--- AUFGABE ---
Schreibe alle Zeilen von der Zeile mit „Where can the field“ bis einschließlich der letzten Zeile des Materials als nummerierte Liste um. Leerzeilen lässt du dabei weg.

##############################

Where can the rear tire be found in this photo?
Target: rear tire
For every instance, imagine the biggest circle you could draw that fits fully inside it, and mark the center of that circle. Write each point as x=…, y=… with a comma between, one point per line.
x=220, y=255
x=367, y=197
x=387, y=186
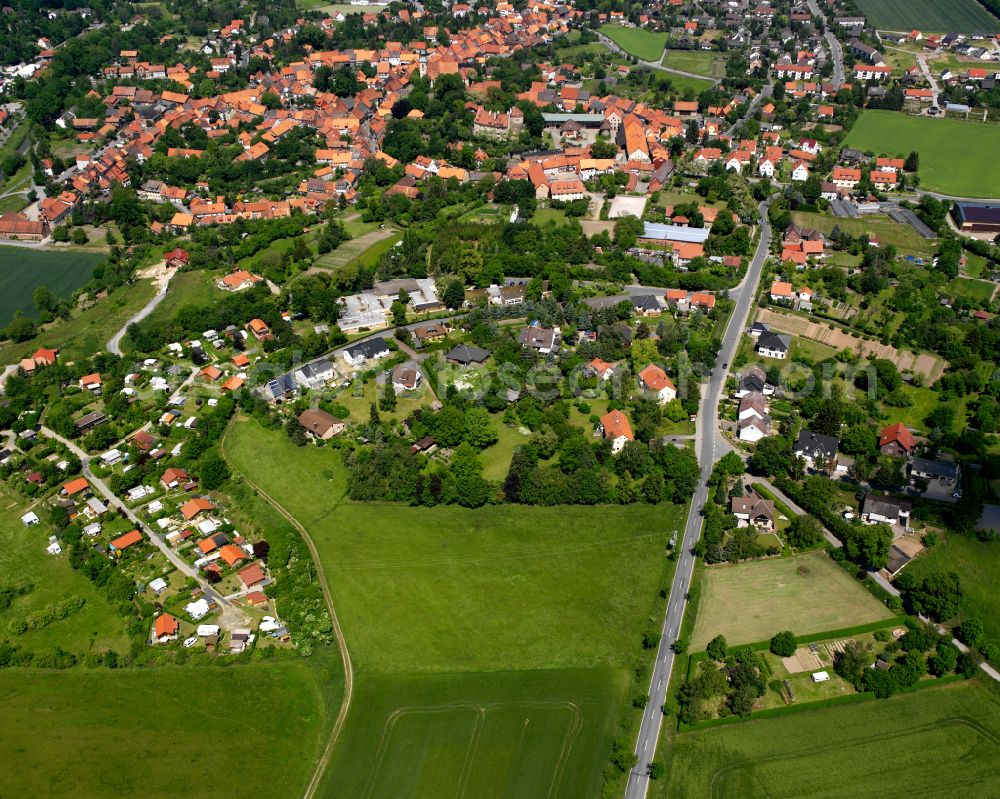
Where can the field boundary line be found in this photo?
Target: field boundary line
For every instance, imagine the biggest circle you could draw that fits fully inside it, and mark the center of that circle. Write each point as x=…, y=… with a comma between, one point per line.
x=338, y=724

##############################

--- LÖSUNG ---
1. Where can the field boundary line be found in this photo?
2. Target: field boundary line
3. For every instance, imagine the biggest circle you could draw that fits fully inside it, and mark the center of that circle. Write each point as x=…, y=… with a comma between, one point per line.
4. x=338, y=724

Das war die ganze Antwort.